Architecte devenu sculpteur, Victor Ochoa a commencé à créer des oeuvres monumentales dans les années 90. On en trouve en Espagne, au Mexique, au Venezuela et en Équateur. Elektra est son premier projet canadien.

Un projet élaboré par Michel Beaulac, directeur artistique de l'Opéra de Montréal, qui avait découvert, il y a cinq ans en Espagne, El Zulo, un immense bronze d'Ochoa créé pour rendre hommage aux victimes de l'attaque terroriste survenue à Madrid en 2004. Michel Beaulac a tout de suite voulu collaborer avec le sculpteur pour qu'il crée un Agamemnon monumental pour Elektra. La Presse a rencontré le directeur et le sculpteur.

M. Beaulac, la découverte d'El Zulo, à Carthagène, a tout déclenché?

Michel Beaulac: Yannick Nézet-Séguin m'avait dit être intéressé à diriger Elektra. On avait trouvé les dates. Et puis, j'ai découvert l'univers monumental de Victor Ochoa lors d'un voyage en Espagne. Il correspond tellement aux sentiments qu'on retrouve dans Elektra, une oeuvre gigantesque, émouvante et à l'orchestration tellement vaste, que j'ai proposé à la direction de l'Opéra de Montréal de faire appel à lui pour la scénographie.

M. Ochoa, il s'agit de votre première collaboration avec une compagnie d'opéra?

Victor Ochoa: Oui. Quand Michel m'a parlé d'une collaboration avec l'Opéra de Montréal, je lui ai dit que j'étais peut-être un grand sculpteur, mais que mes oeuvres étaient faites pour durer et que je n'avais jamais fait de scénographie. Mais Michel m'a dit: «Ne t'inquiète pas ! Fais ce que tu sais faire. Ta sculpture, nous la convertirons en une scénographie, comme une genèse de la création d'Elektra

Où avez-vous créé la sculpture?

+ + + + + + +

* _Consigne a_:
Réécrivez tout ce qui va de "M. Ochoa, il" jusqu'à "créé la sculpture?" dans l'extrait, en remplaçant "sculpteur" par "artiste".
Les entrées n'ont aucun lien avec l'extrait.

* _Entrées fournies_:
+ + + + + + +

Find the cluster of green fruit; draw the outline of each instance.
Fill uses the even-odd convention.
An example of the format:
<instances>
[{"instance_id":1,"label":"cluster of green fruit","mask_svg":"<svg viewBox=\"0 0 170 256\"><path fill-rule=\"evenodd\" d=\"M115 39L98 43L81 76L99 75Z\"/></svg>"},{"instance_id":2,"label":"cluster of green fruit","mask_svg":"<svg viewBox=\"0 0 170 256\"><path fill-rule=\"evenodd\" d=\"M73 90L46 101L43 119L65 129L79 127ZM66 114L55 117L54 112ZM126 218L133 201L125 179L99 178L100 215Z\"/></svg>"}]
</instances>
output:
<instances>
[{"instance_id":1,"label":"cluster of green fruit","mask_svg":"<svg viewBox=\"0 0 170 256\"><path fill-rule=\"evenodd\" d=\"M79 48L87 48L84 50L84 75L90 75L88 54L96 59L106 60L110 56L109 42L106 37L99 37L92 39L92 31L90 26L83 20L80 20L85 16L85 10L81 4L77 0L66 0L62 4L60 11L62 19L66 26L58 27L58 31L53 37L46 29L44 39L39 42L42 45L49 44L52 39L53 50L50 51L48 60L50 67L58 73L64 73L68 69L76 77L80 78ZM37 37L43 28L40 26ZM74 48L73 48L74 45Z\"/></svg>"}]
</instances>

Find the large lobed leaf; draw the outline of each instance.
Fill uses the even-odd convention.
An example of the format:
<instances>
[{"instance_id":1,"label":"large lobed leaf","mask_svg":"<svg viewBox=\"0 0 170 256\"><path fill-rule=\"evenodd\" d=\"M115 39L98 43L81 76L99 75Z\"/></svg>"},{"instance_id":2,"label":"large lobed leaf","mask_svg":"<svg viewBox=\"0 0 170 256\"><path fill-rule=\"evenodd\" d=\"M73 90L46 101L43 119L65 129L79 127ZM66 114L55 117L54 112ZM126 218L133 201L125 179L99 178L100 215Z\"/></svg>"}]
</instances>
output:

+ + + + + + +

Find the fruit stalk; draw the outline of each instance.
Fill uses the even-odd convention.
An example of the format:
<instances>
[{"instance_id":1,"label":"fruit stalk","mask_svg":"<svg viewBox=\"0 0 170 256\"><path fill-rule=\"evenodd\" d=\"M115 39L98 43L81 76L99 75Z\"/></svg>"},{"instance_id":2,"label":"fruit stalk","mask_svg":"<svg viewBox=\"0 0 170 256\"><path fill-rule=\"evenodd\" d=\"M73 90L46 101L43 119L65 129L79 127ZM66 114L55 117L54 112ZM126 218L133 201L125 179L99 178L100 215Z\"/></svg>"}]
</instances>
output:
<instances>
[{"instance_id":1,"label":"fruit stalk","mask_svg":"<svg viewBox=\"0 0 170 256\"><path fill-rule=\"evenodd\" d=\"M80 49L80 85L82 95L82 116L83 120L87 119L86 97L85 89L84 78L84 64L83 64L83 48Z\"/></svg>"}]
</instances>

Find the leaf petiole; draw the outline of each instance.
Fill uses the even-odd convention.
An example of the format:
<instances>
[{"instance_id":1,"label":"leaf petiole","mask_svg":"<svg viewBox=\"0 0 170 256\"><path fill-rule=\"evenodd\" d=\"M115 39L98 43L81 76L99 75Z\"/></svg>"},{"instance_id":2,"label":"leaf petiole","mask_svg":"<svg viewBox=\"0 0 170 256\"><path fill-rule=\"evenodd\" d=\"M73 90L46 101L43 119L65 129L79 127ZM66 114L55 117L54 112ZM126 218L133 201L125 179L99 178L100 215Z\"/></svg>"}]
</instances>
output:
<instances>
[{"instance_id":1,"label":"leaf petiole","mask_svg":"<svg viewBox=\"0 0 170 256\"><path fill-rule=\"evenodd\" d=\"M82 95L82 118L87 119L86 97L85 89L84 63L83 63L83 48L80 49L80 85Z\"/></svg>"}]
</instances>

+ + + + + + +

* _Consigne b_:
Donnez uniquement le nombre de lignes des entrées qui contiennent la chaîne "outline", en respectant la casse.

* _Corrigé détaillé a_:
M. Ochoa, il s'agit de votre première collaboration avec une compagnie d'opéra?

Victor Ochoa: Oui. Quand Michel m'a parlé d'une collaboration avec l'Opéra de Montréal, je lui ai dit que j'étais peut-être un grand artiste, mais que mes oeuvres étaient faites pour durer et que je n'avais jamais fait de scénographie. Mais Michel m'a dit: «Ne t'inquiète pas ! Fais ce que tu sais faire. Ta sculpture, nous la convertirons en une scénographie, comme une genèse de la création d'Elektra

Où avez-vous créé la sculpture?

* _Corrigé détaillé b_:
4